= Problem statement =
Lines before the one containing "Target: duck's dark bill" are to be skipped; reproduce that line and the rest of the records below exactly.

= Records to use =
•••

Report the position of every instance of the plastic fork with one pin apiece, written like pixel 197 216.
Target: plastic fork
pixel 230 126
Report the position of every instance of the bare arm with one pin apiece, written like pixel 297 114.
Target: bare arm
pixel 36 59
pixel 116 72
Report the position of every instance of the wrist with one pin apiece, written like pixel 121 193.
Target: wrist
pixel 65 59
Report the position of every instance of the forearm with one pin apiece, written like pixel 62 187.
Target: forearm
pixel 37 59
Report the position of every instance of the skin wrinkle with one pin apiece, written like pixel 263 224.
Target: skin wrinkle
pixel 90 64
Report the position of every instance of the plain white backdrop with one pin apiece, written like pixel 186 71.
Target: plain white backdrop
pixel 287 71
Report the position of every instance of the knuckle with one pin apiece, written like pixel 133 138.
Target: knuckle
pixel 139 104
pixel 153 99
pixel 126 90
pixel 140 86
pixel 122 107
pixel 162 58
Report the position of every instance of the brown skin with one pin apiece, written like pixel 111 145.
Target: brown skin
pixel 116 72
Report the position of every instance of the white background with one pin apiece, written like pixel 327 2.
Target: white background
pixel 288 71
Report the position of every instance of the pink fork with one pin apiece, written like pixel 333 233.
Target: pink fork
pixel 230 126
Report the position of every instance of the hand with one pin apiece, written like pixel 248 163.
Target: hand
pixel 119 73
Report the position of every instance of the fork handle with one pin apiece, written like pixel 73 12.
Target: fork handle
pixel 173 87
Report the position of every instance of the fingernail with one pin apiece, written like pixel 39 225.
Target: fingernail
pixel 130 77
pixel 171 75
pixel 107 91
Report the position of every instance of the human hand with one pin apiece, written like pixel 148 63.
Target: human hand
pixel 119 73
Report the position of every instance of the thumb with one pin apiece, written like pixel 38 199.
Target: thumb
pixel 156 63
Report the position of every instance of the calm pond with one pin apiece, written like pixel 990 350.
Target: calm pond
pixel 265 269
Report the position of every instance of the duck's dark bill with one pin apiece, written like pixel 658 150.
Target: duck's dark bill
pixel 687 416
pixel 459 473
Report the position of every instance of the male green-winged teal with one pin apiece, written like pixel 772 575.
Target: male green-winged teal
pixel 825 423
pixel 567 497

•••

= Answer =
Target: duck's dark bill
pixel 687 416
pixel 459 473
Report the position of every instance of the male green-winged teal with one pin apiece, written like pixel 772 575.
Target: male green-winged teal
pixel 825 423
pixel 567 497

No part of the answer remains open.